◆ **Exercise directions**: In the text on the conversion of IPP to terpenoids, what is the equilibrium ratio of IPP to DMAPP?
[[ Text under study open ]]
Conversion of IPP to Terpenoids

The electrophilic double bond isomerization catalyzed by IPP isomerase is a highly reversible reaction, with an equilibrium IPP:DMAPP ratio of about 6:1. In the next step of isoprenoid biosynthesis, the two five-carbon isomers condense to form a 10-carbon isoprenoid product called geranyl diphosphate (GPP).

image074.png

This is a nice example of an electrophilic addition/elimination mechanism:

image076.png

The first step is ionization of the electrophile - in other words, the leaving group departs and a carbocation intermediate is formed. In this case, the pyrophosphate group on DMAPP is the leaving group, and the electrophilic species is the resulting allylic carbocation.

image078.png

In the condensation (addition) step, the C3-C4 double bond in IPP attacks the positively-charged C1 of DMAPP, resulting in a new carbon-carbon bond and a second carbocation intermediate, this time at a tertiary carbon. In the elimination phase, proton abstraction leads to re-establishment of a double bond in the GPP product. Notice that the enzyme specifically takes the pro-R proton in this step.

To continue the chain elongation process, another IPP molecule can then condense, in a very similar reaction, with C1 of geranyl diphosphate to form a 15-carbon product called farnesyl diphosphate (FPP).

image080.png

How do we know that these are indeed SN1-like mechanisms with carbocation intermediates, rather than concerted SN2-like mechanisms? First of all, recall that the question of whether a substitution is dissociative (SN1-like) or associative (SN2-like) is not always clear-cut - it could be somewhere in between, like the protein prenyltransferase reaction. The protein prenyltransferase reaction and the isoprenoid chain elongation reactions are very similar: the electrophile is the same, but in the former the nucleophile is a thiolate, while in the latter the nucleophile is a pi bond.

image082.png

This difference in the identity of the nucleophilic species would lead one to predict that the chain elongation reaction has more SN1-like character than the protein prenylation reaction. A thiolate is a very powerful nucleophile, and thus is able to push the pyrophosphate leaving group off, implying some degree of SN2 character. The electrons in a pi bond, in contrast, are only weakly nucleophilic, and thus need to be pulled in by a powerful electrophile - ie. a carbocation.

So it makes perfect sense that the chain elongation reaction should more SN1-like than SN2-like. Is this in fact the case? We know how to answer this question experimentally - just run the reaction with fluorinated DMAPP or GPP substrates and observe how much the fluorines slow things down.
[[ Text under study closed ]]
[[ Information given open ]]
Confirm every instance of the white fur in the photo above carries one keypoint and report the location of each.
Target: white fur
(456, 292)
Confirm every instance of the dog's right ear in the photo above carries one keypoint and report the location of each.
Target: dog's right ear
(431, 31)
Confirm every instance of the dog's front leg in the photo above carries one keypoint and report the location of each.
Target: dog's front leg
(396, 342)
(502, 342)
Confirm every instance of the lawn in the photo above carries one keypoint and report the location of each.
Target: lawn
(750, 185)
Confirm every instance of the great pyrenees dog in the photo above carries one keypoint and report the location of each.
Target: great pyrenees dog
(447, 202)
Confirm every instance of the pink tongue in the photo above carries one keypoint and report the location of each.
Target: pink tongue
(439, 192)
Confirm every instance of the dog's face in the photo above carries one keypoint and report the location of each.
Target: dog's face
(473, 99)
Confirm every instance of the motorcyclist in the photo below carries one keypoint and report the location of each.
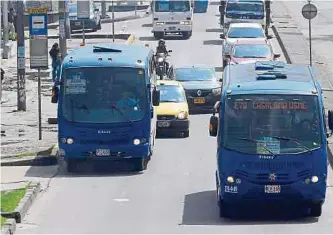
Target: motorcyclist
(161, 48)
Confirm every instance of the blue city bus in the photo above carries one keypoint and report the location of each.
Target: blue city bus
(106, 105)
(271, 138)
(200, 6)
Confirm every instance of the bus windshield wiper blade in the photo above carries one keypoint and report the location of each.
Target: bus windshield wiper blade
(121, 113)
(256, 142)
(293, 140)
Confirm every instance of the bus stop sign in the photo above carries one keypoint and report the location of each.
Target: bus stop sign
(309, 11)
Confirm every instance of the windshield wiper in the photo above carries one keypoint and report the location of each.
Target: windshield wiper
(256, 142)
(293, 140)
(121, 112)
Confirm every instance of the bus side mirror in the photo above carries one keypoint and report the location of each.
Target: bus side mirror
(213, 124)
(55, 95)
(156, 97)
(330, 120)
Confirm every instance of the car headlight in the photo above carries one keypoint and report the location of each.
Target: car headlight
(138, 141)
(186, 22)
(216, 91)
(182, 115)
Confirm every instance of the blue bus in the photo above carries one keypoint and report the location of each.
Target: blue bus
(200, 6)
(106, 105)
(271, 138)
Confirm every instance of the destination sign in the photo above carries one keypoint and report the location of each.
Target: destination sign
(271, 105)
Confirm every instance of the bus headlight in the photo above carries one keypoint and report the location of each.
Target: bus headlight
[[ Information given closed ]]
◆ **Exercise response**: About 6:1.